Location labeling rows
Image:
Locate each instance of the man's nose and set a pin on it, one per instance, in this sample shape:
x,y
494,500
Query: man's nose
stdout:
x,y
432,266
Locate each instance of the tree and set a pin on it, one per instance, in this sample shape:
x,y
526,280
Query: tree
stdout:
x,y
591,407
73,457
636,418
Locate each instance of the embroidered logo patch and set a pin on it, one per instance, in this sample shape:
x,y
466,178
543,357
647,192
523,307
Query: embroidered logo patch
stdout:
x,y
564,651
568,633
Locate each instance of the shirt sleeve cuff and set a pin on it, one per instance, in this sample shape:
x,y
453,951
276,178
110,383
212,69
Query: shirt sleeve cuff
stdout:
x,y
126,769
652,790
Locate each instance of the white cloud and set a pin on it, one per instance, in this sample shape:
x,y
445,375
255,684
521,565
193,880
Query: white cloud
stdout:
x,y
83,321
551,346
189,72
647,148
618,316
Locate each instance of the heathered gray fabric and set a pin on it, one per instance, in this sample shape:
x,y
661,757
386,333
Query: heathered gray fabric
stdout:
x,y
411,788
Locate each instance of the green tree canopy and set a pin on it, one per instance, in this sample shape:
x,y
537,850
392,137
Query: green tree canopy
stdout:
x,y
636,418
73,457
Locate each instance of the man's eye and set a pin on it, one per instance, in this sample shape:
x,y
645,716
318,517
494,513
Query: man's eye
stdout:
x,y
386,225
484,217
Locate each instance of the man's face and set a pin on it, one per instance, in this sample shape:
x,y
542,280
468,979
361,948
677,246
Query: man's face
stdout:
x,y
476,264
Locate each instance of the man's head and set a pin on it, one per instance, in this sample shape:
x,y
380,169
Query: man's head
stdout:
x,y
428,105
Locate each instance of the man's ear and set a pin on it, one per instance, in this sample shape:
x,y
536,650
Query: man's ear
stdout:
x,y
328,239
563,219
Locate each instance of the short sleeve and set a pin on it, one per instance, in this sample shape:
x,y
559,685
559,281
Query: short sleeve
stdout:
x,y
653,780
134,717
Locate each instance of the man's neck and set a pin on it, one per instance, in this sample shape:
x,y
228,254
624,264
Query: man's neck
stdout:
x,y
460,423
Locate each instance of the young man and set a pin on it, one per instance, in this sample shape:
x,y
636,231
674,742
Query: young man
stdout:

_Objective_.
Output all of the rows above line for line, without changing anything.

_Written response_.
Image:
Locate each instance of the man's nose and set a pin on it, one per instance, in this sample shape:
x,y
494,500
Query: man's nose
stdout:
x,y
432,266
Locate each instance of the tree and set a pin on it, one per instance, in this sample shape:
x,y
526,280
Query: tree
stdout:
x,y
591,407
73,457
636,418
Locate each instance of the embroidered logo patch and set a pin on it, one per instance, in this sample shape:
x,y
466,178
543,357
647,192
523,307
Query: embroidered logo patch
stdout:
x,y
564,651
568,633
Locate each instance of the shirt sleeve cuff and set a pin on it, one per instance, in this sample shape:
x,y
453,951
276,178
110,383
212,69
Query: shirt sleeve cuff
stdout:
x,y
126,769
652,790
Locate each instance of the white cloud and set a pin on it, one per instance, in this sample shape:
x,y
445,375
255,684
521,565
193,880
Query: white cloud
stdout:
x,y
83,321
551,346
189,72
647,148
618,316
Locate each instance of the heathered gray fabric and set a pin on it, one per instance, in this sample shape:
x,y
661,757
386,333
Query: heathered gray fabric
stdout:
x,y
411,788
Locate each instance of the green tree canopy and set a pin on it, one per instance, in this sample shape:
x,y
537,850
392,137
Query: green tree canopy
stdout:
x,y
636,418
73,457
Locate each instance of the man's eye and set a pin on it, one per instance, in this sample shape:
x,y
645,716
318,517
494,513
Query: man's eye
stdout:
x,y
386,225
484,217
Locate each instance of the man's face and set a pin on it, one per instance, in this sample shape:
x,y
542,280
468,979
361,948
677,246
Query: man's face
stdout:
x,y
476,264
Locate each instance of the man's head and set a pin on it, one per instance, in this sample shape:
x,y
380,169
Query: man's head
stdout:
x,y
428,105
Locate each instance of the man's ear and set a pin on it, one per instance, in this sample shape:
x,y
536,650
Query: man's ear
stdout:
x,y
328,239
563,219
Locate each instance of the short sleeve and set a pin on it, one per instance, in this sample shape:
x,y
559,685
559,281
Query: short sleeve
stdout:
x,y
653,780
134,717
Locate each instance of the man's neck and set a pin on it, one per instance, in this sample shape:
x,y
228,254
624,264
Query: man's neck
stdout:
x,y
460,423
Locate each instance of the young man and set a pin on it, one per instance, in this sample shape:
x,y
636,231
674,742
Query: young man
stdout:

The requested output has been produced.